§ **提示文**:
ここに、イは河川、ロは上流側下水道、ハは上流側伏越し人孔、ニは伏越し管渠、ホは下流側伏越し人孔、ヘは下流側下水道である。また、Aは人孔ハ、ホの開口部を閉塞するマンホール蓋、Bは人孔ハ、ホ内の作業用段部(作業者の足場となる。)である。しかして、該下水道の伏越し部においては、汚泥・土砂が永年のうちに人孔及び管渠内の底部に堆積し(ト、チ、リはその堆積した汚泥土砂を示す)、下水道管渠の断面を縮小させ、かつ、粗度を増大させ、この結果下水道の流下を妨げる事態に至る。
この人孔内底部の土砂を浚渫するのに、従来においては、▲1▼伏越し部付近の下水道にバイパスを設け、当該伏越し部の下水道の流れを遮断したうえ(すなわち干上げた状態にしたうえ)、人孔内の土砂を総ざらいする方法、あるいは、▲2▼下水道の流れを止めることなく、潜水夫により人孔内底部の土砂を浚渫する方法、等が採られている。
しかるに、上記▲1▼の方法によっては、伏越し部付近の下水道の流れを遮断し、かつバイパスを設けるための工事が大がかりで手間がかかるとともに工事費が膨大となる。上記▲2▼の方法によっては、潜水夫の手作業によるので効率が悪いうえに危険である、等、▲1▼▲2▼ともに種々の問題点がある。
【0003】
このため、グラブバケット等を使用しての機械力による浚渫方式が考えられるところであるが、伏越し人孔の特殊性によれば汎用の浚渫方式によっては種々の問題点がある。
すなわち、▲1▼伏越し人孔は大きな深度を有すること、▲2▼開口部は小径のマンホール蓋(人力により開閉するので可及的小型化される。)により閉塞され、その下方は拡径されて大断面の底部となる、▲3▼人孔の底部には比重の大きい礫ならびに固結した土砂層が堆積している、等の特殊性がある。
このため、通常の浚渫方式によっては、▲1▼狭い開口部はグラブバケットを出し入れすることが困難であること、また、▲2▼仮に狭い開口部に挿通し得たとしても、深さのある底部にまでグラブバケットを到達させ、かつ、拡径されたマンホール底部のすみずみまで土砂を浚渫することは困難であること(特に人孔内の作業用段部が障害要因となる)、更には、▲3▼固結した土砂層を掘削浚渫することは困難であること、等の技術的問題点が存在する。

§ **課題指示 1**: 提示文によれば、伏越し部で下水道の流下が妨げられる事態に至るのはなぜですか。1～3文で説明してください。
§ **課題指示 2**: 提示文の最後の文に続けて、伏越し人孔の浚渫に関する記述を書き継いでください。
データ欄の各行は、提示文とは無関係です。

§ **データ欄**:
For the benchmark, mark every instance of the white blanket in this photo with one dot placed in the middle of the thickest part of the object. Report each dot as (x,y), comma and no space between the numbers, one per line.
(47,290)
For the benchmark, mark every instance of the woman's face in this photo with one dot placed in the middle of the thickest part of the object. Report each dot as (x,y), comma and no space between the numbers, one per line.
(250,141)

* * *

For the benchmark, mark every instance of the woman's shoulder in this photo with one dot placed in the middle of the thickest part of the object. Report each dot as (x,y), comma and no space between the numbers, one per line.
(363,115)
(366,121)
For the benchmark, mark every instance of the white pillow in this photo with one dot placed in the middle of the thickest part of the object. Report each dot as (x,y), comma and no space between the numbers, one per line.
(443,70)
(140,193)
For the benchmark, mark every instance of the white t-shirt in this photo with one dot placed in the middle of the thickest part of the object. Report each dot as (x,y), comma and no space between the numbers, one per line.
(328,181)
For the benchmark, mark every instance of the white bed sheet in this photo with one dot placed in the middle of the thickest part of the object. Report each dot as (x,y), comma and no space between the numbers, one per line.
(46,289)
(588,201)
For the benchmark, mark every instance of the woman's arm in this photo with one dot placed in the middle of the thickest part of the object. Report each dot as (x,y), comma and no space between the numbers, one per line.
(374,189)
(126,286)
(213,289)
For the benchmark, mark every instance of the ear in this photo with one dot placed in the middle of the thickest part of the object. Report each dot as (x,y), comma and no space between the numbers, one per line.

* * *

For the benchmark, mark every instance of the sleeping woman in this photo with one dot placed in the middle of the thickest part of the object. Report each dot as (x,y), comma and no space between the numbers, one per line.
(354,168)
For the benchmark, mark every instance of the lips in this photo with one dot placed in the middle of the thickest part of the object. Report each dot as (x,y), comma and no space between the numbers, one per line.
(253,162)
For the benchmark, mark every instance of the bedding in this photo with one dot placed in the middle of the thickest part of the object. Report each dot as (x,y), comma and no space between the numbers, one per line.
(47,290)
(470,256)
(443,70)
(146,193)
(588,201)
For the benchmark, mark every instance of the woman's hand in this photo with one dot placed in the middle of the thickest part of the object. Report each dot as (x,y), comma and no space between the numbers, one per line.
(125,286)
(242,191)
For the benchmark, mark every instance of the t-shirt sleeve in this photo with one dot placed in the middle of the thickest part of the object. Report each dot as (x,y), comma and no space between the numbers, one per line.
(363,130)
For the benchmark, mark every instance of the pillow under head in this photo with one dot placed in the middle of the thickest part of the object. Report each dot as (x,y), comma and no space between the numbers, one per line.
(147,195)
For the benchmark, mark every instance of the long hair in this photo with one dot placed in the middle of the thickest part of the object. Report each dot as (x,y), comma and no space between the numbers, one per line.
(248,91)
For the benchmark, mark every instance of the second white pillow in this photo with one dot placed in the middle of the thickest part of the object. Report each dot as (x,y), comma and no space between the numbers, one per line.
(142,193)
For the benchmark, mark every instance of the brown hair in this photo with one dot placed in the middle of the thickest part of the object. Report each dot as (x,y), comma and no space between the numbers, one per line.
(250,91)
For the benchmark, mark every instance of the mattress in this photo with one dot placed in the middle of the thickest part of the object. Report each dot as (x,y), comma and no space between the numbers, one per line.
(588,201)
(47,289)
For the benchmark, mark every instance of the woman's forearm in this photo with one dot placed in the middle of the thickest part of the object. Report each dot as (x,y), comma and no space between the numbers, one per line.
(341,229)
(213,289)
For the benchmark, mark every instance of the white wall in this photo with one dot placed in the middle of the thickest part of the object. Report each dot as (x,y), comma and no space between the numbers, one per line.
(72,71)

§ **解答例 1**: 伏越し部では、汚泥や土砂が永年のうちに人孔及び管渠内の底部に堆積するためです。その堆積によって下水道管渠の断面が縮小し、かつ粗度が増大する結果、流下が妨げられます。

§ **解答例 2**:
【0004】
この観点から、特開昭61−246433号公報(以下「先行技術」という)の発明が提案されている。
この先行技術は以下の技術的手段を採るものである。
1)多段式に伸びる昇降ポストの下端に着脱自在に浚渫用アタッチメントを取り付けて、次の(a) から(f) の工程により下水道の人孔内の汚泥・土砂を浚渫する方法。
(a) 人孔の直上において案内部材により前記昇降ポストを鉛直に支持する工程、
(b) 前記昇降ポストの下端に水平方向に伸縮自在の掻寄せ板を備えた掻寄せ具を取り付け、該掻寄せ具を収縮して該昇降ポストの伸長により人孔内に降下させる工程、
(c) 前記掻寄せ具を伸縮させて周辺の汚泥・土砂を昇降ポストの下方位置にまで掻き寄せる工程、
(d) 前記掻寄せ具を収縮して昇降ポストの収縮により該掻寄せ具を引き上げ、代って該昇降ポストの下端にグラブバケットを取り付け、該グラブバケットを閉じた状態で該昇降ポストの伸長により人孔内に降下させる工程、
(e) 前記掻き寄せられた汚泥・土砂をグラブバケットにより掬い取る工程、
(f) 前記グラブバケットを閉じた状態で昇降ポストの収縮により該グラブバケットを引き上げ、汚泥・土砂を排出する工程。
2)多段式に伸びる昇降ポストの下端に着脱自在に浚渫用アタッチメントを取り付けて、次の(a) から(h) の工程により下水道の人孔内の汚泥・土砂を浚渫する方法。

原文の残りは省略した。